- 練習問題:
#1 コエーリョについての本文のうち、「何度か病院を脱走し放浪を重ね」から「終日に次の助言を貰いました。」までの部分を書き写しなさい。
#2 本文によると、コエーリョの両親が作家志望の息子を精神病院へ入院させたのはなぜですか。一文から三文で説明しなさい。

- 本文:
まず、作家志望の息子を両親は精神病院へ入院させました。息子に弁護士になるよう望んでいた両親は、収入の安定しない作家(や演劇など芸術方面)を目指そうとするコエーリョを理解することが出来なかったのです。「彼は狂っている」と。
(もちろん狂ってなどいなかったし、他に適当に入院できそうな理由を作って入院させました。)
何度か病院を脱走し放浪を重ね、そして家にたどり着いたときには、彼は友人や職を失い、夢も断念し、精神的に追い詰められていました。そして、コエーリョは思い出の詰まった自分の部屋を壊します。その時、偶然 駆け付けた医師が彼を救いました。すべてを壊したコエーリョに対し、こう言ったのです。
“すべてを木端微塵にした今、君はようやく新しい人生を始められる。君は紛れもなく自分がすべきことをしたんだよ。新たなプラスの人生を始めるために、マイナスの過去をぶち壊すというね。”
“君は自分がするべきだった、ただ一つのことをやってのけたんだ。過去の悪夢を断ち切るというね。今、君の人生は新たに始まったんだ。”
その医師のもとに通院するようになってから、コエーリョは自分を取り戻します。そして、最終日に次の助言を貰いました。
“ここから先は自分自身の足で歩いて行かなきゃならない。もう君はほとんど治っているからね。確かに君は少しは狂っているかもしれないが、それは、私たちだって皆同じだよ。”
コエーリョがコエーリョらしいのは、この助言を貰ってこう考えたそうです。

- 収集資料:

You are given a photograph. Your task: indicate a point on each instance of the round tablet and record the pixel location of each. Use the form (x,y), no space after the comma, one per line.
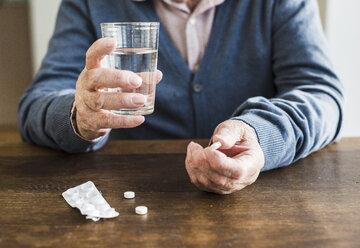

- 解答:
#1
何度か病院を脱走し放浪を重ね、そして家にたどり着いたときには、彼は友人や職を失い、夢も断念し、精神的に追い詰められていました。そして、コエーリョは思い出の詰まった自分の部屋を壊します。その時、偶然 駆け付けた医師が彼を救いました。すべてを壊したコエーリョに対し、こう言ったのです。
“すべてを木端微塵にした今、君はようやく新しい人生を始められる。君は紛れもなく自分がすべきことをしたんだよ。新たなプラスの人生を始めるために、マイナスの過去をぶち壊すというね。”
“君は自分がするべきだった、ただ一つのことをやってのけたんだ。過去の悪夢を断ち切るというね。今、君の人生は新たに始まったんだ。”
その医師のもとに通院するようになってから、コエーリョは自分を取り戻します。そして、最終日に次の助言を貰いました。

#2 両親は息子に弁護士になってほしいと望んでいました。そのため、収入の安定しない作家や芸術方面を目指そうとするコエーリョを理解することができず、「彼は狂っている」と考えたからです。